Data records:
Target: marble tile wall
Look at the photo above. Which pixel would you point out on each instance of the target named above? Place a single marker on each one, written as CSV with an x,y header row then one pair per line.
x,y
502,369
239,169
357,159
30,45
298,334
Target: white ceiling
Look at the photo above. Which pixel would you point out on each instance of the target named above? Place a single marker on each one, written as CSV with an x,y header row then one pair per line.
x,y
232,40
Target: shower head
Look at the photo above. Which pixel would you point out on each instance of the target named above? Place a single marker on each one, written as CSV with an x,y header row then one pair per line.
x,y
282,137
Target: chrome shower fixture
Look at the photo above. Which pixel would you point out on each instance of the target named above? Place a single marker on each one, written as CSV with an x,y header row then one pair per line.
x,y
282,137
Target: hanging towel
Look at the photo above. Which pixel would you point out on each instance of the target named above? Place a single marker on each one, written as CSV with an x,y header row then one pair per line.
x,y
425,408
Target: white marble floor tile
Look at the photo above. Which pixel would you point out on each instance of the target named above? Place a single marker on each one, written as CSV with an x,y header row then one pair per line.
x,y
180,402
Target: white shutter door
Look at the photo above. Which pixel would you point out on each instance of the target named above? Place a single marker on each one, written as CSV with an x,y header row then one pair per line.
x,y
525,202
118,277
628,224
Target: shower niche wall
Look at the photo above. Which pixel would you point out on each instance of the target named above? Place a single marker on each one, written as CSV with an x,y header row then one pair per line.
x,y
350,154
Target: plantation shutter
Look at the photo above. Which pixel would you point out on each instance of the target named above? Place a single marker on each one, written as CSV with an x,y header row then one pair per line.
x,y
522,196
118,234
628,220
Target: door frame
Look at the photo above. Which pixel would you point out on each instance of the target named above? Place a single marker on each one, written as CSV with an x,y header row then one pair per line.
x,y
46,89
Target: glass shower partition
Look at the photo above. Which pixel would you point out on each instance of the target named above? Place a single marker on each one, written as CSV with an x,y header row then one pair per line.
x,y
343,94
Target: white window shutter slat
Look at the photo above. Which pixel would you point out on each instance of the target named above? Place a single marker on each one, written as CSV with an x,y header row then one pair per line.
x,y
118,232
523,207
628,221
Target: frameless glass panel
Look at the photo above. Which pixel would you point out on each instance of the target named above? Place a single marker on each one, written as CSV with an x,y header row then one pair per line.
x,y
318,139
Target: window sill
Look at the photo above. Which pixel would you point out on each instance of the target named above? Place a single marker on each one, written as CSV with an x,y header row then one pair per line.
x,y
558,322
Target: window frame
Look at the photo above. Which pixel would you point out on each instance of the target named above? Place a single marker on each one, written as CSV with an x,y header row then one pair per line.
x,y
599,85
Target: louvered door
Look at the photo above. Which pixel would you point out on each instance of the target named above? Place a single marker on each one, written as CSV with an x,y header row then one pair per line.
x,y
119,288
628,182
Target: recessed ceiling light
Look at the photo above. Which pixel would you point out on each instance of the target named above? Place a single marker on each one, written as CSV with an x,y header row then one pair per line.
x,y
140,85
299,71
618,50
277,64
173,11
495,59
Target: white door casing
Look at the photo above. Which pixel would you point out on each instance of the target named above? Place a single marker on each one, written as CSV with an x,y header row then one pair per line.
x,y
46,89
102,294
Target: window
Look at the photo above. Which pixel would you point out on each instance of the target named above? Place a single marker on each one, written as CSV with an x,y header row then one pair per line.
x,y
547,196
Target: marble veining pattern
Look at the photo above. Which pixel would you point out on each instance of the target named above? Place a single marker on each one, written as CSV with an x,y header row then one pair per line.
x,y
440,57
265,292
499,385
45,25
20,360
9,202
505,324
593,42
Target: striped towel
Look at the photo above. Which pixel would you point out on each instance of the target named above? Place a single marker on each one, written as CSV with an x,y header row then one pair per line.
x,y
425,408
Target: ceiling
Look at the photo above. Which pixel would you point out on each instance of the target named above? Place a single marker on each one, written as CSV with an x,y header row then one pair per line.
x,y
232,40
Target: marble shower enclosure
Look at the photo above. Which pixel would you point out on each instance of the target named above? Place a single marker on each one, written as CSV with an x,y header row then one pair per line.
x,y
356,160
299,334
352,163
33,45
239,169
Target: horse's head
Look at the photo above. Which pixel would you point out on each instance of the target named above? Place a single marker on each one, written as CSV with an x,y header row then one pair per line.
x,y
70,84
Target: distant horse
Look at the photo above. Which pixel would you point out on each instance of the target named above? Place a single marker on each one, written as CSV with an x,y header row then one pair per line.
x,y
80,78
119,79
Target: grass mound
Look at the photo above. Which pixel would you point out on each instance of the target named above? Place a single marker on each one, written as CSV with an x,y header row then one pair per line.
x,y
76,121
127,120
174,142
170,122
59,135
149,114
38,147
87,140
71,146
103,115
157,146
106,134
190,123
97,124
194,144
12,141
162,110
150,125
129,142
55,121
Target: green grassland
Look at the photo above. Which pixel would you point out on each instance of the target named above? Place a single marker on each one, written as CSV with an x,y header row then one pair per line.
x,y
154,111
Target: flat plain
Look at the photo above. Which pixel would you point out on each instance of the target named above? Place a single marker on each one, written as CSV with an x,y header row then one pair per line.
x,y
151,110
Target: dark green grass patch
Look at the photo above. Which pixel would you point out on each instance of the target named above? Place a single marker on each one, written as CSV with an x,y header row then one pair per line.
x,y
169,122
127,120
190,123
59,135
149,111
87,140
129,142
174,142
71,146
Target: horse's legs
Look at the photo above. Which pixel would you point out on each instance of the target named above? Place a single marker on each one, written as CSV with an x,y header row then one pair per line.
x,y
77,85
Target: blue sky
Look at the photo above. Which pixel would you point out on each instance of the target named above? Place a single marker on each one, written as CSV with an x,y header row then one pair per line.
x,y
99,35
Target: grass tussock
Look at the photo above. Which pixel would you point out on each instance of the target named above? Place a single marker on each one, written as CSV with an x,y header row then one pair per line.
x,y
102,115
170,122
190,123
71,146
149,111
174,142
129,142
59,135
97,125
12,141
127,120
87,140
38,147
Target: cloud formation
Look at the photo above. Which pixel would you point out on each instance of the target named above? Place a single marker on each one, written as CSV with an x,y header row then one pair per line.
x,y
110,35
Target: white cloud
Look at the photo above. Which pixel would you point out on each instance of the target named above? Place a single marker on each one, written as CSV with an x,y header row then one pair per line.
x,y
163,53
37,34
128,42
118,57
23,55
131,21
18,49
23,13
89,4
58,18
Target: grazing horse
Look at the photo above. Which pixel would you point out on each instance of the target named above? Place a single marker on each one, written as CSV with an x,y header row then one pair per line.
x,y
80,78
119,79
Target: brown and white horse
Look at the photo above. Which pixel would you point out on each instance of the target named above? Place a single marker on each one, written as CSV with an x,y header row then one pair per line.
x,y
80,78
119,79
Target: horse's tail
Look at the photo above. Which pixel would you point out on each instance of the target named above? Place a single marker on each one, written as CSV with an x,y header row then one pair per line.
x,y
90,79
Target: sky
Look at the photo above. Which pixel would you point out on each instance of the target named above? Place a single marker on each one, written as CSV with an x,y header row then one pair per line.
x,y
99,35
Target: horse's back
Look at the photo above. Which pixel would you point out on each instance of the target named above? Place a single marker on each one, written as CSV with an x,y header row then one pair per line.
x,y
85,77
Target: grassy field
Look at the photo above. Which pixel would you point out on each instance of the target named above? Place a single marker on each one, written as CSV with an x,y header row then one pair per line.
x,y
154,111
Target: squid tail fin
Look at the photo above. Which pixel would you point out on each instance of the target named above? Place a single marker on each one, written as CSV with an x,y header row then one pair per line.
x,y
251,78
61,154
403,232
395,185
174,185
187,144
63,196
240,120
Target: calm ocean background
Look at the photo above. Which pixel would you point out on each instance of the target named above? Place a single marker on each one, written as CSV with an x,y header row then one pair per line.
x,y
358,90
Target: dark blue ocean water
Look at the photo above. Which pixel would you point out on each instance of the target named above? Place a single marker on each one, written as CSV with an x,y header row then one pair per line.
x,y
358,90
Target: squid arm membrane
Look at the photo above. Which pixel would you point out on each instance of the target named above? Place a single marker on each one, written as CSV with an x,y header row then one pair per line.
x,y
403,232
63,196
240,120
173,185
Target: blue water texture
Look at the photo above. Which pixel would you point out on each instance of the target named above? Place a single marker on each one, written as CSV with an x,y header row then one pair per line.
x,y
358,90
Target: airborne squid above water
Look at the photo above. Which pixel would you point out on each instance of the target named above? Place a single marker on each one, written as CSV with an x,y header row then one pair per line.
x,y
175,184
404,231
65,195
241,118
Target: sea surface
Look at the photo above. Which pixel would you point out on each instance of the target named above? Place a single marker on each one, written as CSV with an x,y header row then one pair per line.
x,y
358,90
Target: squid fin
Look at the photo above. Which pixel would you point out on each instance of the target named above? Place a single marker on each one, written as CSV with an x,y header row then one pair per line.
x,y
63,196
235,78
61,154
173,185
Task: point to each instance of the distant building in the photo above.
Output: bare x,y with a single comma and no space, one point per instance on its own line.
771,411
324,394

Task objective:
Beginning with the top line of the data above, output every line exactly until the one that contains "Target: chrome shower fixture", and include that one too.

Exercise result:
Target: marble tile wall
Look at the photo above. Which pixel would you point out on each instance of the target named above? Place a single marker on each one, written as CSV with an x,y header row then one pair per line.
x,y
502,369
239,169
357,159
30,45
298,334
Target: white ceiling
Look at the photo above. Which pixel would you point out on each instance of the target named above? Place a single marker on each one, written as CSV with an x,y header row then one pair per line.
x,y
232,40
Target: shower head
Look at the photo above. Which pixel would you point out on each instance of the target named above? Place a single marker on each one, written as CSV with an x,y header row then one pair per line.
x,y
282,137
Target: chrome shower fixture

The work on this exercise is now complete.